A sweetener known for its ability to slow digestion recently qualified for another health benefit that may be promoted in products. The Food and Drug Administration on Sept. 14 said isomaltulose may be used in products that bear the claim "does not promote tooth decay."
"F.D.A. now has determined that the nutritive sweetener isomaltulose, like other noncariogenic carbohydrate sweeteners listed in the dental caries health claim regulation, is not fermented by oral bacteria to an extent sufficient to lower dental plaque pH to levels that would contribute to the erosion of dental enamel," the F.D.A. said in an interim final rule. "Therefore, F.D.A. has concluded that isomaltulose does not promote dental caries."
Cargill, Minneapolis, offers Xtend isomaltulose, which may be applied in such products as confectionery, beverages and chewing gum. Palatinit sells isomaltulose under the Palatinose brand name. It may be used in beverages, dairy and other health-oriented products, said Tonja Lipp, technical sales manager for Palatinit of America, Morris Plains, N.J.
"Lately, Palatinit has conducted a number of studies looking at consumer preference in sugar-free confectionery and has determined a significant interest in products that do not promote tooth decay," Ms. Lipp said.
Cargill offers statistics from Mintel International’s Global New Products Database (G.N.P.) that show the number of products launched worldwide with tooth-friendly claims climbed to 22 so far in 2007, which compared with 10 in 2005 and 18 in 2006. According to the G.N.P., the confectionery category takes up 78% of tooth-friendly product claims among all food and beverage categories and is followed by health care (7%), oral hygiene (6%), beverage (6%), dairy (2%) and bakery (1%).
For statistics on one confectionery product, U.S. sales of sugar-free chewing gum were $893.5 million for the 52 weeks ended Aug. 11, 2007, which compared with $543.9 million for the 52 weeks ended Aug. 16, 2003, according to The Nielsen Co. Sales covered U.S. food, drug and mass merchandisers, not including Wal-Mart.

» Data for analysis:
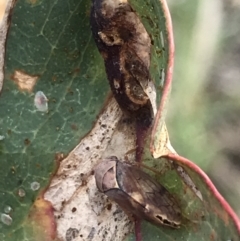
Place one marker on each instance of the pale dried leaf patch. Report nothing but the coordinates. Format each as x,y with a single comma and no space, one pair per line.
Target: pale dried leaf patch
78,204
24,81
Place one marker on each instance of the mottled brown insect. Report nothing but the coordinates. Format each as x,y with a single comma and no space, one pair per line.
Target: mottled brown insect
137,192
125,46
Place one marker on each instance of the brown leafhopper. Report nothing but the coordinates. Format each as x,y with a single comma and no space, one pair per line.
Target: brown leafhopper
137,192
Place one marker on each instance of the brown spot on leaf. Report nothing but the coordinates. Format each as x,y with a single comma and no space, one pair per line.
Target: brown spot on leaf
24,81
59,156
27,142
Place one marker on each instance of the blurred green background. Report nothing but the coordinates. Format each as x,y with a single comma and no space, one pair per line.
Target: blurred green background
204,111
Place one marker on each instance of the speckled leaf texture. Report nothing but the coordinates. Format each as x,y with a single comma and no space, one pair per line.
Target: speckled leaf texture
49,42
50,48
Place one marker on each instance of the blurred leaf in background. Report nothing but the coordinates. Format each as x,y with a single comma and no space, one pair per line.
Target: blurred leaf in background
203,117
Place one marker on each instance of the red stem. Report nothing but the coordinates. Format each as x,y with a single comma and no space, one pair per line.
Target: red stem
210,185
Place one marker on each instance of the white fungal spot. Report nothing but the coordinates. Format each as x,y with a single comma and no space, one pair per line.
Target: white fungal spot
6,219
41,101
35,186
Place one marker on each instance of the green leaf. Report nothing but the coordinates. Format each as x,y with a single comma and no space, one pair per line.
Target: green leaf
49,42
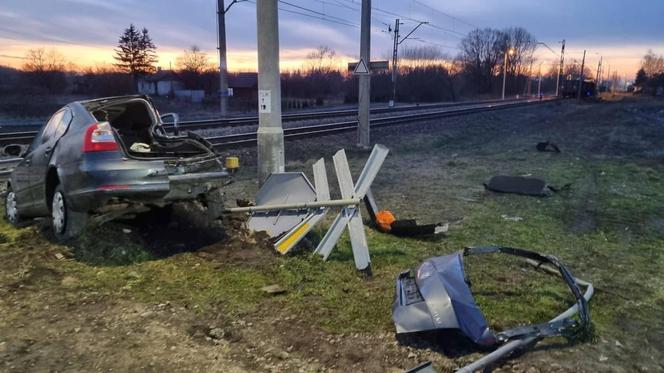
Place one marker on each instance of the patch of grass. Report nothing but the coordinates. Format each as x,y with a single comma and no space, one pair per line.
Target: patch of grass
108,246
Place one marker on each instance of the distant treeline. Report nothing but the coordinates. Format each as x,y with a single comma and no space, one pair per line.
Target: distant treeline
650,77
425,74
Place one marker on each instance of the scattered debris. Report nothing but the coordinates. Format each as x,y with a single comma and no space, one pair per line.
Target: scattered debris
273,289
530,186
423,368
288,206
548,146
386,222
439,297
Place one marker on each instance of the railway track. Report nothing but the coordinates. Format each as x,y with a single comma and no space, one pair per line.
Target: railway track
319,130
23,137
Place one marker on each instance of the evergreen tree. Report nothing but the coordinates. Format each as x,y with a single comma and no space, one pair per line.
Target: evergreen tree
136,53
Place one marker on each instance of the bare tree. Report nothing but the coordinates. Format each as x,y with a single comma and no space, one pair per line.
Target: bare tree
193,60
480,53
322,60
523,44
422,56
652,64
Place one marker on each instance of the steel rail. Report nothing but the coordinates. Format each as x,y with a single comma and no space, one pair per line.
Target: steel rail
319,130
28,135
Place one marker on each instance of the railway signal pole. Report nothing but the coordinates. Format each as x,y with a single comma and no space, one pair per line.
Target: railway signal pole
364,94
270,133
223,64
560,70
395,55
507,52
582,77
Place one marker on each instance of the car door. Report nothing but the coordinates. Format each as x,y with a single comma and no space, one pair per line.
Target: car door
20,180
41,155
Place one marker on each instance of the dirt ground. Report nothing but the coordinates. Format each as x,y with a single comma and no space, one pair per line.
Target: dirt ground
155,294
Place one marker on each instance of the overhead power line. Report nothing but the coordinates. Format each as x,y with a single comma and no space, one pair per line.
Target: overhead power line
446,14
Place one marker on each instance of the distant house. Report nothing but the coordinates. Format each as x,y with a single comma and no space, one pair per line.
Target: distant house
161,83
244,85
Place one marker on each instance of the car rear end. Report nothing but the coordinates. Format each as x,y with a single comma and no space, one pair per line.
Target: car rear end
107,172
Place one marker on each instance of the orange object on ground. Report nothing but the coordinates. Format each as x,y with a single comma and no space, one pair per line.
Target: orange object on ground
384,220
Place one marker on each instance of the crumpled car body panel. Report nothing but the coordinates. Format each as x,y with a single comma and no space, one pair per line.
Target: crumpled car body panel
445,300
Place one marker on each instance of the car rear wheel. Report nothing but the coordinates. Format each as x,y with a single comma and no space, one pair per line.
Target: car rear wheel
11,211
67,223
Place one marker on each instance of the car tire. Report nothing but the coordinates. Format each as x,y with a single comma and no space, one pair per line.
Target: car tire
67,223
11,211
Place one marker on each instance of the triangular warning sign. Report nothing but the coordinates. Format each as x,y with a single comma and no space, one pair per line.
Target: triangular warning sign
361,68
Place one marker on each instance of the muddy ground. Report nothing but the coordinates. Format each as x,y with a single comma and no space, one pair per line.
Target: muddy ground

---

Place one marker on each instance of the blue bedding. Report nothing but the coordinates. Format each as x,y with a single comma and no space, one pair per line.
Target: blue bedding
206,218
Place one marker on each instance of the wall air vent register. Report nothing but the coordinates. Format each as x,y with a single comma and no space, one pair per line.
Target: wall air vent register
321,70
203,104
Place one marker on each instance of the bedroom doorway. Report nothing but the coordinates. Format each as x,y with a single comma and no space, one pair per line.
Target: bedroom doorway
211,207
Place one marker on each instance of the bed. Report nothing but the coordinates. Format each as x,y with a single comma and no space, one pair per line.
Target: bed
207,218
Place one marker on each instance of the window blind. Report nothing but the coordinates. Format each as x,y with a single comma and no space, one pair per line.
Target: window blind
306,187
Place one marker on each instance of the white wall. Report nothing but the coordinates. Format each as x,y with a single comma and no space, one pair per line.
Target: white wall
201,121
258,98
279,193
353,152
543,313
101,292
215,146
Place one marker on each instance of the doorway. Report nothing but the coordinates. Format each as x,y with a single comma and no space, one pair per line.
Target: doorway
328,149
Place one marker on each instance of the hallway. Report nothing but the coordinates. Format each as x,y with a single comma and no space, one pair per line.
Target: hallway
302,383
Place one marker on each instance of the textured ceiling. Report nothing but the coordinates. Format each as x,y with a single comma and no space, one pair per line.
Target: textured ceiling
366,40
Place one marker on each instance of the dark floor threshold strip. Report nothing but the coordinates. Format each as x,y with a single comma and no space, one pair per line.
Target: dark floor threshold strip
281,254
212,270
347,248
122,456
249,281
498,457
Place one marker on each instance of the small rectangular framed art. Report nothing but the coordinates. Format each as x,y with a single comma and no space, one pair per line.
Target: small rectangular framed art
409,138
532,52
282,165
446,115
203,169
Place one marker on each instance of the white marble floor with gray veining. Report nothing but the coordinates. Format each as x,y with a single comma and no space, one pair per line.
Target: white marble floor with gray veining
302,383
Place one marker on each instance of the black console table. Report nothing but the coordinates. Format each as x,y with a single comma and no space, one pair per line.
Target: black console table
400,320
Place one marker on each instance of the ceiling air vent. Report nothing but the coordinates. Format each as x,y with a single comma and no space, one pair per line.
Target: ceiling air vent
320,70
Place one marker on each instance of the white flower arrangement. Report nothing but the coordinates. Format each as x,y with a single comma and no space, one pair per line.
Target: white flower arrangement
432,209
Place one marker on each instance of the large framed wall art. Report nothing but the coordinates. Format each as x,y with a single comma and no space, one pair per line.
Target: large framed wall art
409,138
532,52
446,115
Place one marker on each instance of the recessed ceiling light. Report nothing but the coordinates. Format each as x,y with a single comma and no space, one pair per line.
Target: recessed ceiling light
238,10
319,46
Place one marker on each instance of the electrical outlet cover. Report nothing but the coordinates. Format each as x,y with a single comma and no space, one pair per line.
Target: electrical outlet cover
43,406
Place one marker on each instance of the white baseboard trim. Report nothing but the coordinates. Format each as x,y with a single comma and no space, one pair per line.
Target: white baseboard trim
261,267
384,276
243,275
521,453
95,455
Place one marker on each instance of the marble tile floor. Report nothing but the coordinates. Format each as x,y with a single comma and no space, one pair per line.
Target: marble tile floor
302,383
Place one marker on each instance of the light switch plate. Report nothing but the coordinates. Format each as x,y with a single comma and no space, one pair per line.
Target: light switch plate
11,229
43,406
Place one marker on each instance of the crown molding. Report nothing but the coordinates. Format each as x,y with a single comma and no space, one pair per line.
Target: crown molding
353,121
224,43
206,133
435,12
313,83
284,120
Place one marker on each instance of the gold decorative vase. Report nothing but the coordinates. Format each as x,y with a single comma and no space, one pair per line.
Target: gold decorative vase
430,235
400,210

» Your tasks:
1. Reproduce word for word the stretch of the isomaltulose article from "Cargill, Minneapolis, offers" through "Morris Plains, N.J.".
2. Translate this sentence from the isomaltulose article into Spanish: "Palatinit sells isomaltulose under the Palatinose brand name."
3. List every category that the isomaltulose article gives a share of tooth-friendly product claims for, along with its percentage.

» Solved tasks:
1.
Cargill, Minneapolis, offers Xtend isomaltulose, which may be applied in such products as confectionery, beverages and chewing gum. Palatinit sells isomaltulose under the Palatinose brand name. It may be used in beverages, dairy and other health-oriented products, said Tonja Lipp, technical sales manager for Palatinit of America, Morris Plains, N.J.

2. Palatinit vende isomaltulosa bajo la marca Palatinose.

3.
- Confectionery: 78%
- Health care: 7%
- Oral hygiene: 6%
- Beverage: 6%
- Dairy: 2%
- Bakery: 1%